# [How to complete this task]
Go through the entries below and copy each line that holds the word "water".

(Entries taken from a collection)
[Start of Attachment]

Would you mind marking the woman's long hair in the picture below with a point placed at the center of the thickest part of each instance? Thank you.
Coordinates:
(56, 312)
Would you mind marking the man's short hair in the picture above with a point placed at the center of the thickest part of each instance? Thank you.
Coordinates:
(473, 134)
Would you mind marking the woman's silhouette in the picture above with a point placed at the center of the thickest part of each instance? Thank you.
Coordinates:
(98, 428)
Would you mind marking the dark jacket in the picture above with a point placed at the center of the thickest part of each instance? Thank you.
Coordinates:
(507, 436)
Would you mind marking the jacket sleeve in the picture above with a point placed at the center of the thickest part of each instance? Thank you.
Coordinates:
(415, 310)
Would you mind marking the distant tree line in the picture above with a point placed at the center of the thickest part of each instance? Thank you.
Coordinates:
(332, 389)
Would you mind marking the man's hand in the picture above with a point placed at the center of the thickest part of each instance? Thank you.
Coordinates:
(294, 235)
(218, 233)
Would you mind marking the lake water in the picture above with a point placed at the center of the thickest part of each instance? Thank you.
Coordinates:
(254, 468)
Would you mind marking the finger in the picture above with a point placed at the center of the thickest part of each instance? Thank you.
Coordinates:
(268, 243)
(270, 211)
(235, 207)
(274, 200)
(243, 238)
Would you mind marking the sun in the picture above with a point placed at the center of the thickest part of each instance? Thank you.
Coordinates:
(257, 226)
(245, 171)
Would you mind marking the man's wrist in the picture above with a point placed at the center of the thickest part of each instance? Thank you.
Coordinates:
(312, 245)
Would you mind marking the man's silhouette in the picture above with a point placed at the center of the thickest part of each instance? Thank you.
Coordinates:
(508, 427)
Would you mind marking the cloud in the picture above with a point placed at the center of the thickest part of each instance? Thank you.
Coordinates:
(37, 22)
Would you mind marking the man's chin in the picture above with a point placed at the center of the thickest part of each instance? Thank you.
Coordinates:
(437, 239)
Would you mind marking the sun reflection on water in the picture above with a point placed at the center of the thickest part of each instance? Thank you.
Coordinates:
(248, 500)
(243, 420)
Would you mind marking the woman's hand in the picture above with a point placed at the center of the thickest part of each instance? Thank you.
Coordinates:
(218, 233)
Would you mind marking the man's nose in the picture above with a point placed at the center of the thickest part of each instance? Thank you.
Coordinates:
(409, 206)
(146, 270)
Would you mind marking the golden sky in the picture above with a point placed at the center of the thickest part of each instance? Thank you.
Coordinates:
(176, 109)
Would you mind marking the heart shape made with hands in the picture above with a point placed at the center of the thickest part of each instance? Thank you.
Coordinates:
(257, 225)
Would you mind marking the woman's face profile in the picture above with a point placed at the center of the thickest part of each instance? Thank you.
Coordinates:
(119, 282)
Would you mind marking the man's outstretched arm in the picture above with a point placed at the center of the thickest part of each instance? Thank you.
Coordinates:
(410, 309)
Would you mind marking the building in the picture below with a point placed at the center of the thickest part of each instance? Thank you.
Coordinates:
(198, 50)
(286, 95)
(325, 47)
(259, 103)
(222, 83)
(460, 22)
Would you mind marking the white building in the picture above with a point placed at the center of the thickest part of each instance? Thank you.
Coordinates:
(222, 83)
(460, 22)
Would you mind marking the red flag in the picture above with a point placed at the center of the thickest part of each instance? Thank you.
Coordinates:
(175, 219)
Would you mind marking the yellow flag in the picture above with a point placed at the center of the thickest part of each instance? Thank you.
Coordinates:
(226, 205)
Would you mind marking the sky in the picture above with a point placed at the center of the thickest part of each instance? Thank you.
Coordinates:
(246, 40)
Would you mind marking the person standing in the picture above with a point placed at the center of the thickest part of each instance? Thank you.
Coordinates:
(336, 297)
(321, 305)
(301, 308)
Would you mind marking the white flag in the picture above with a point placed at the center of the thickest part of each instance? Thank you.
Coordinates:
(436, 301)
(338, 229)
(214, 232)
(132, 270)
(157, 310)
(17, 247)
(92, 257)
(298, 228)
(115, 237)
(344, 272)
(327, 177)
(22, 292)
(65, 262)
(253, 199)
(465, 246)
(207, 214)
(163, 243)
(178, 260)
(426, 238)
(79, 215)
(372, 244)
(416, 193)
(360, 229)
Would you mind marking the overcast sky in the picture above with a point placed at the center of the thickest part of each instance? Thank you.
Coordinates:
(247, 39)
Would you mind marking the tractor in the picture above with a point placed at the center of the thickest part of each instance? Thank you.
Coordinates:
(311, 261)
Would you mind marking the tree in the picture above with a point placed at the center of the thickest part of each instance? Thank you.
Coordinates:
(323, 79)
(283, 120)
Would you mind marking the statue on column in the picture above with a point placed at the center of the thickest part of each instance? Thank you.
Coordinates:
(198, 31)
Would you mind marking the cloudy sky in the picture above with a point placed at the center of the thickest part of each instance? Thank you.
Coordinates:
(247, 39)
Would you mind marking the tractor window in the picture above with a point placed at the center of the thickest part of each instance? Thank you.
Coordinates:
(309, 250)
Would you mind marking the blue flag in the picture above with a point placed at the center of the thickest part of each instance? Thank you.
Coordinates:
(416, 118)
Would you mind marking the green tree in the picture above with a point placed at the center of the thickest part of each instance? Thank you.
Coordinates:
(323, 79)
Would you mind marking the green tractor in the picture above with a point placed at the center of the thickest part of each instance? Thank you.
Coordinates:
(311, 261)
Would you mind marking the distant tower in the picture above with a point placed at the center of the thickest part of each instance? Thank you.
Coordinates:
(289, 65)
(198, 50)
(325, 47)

[End of Attachment]

# [Result below]
Would you mind marking the lake water in the picture above with a point placed at the center of the thickest part of each instance? Thank you.
Would you mind marking the sun reflection on water in the picture above with a point placed at the center of the thickest part of each instance? Thank you.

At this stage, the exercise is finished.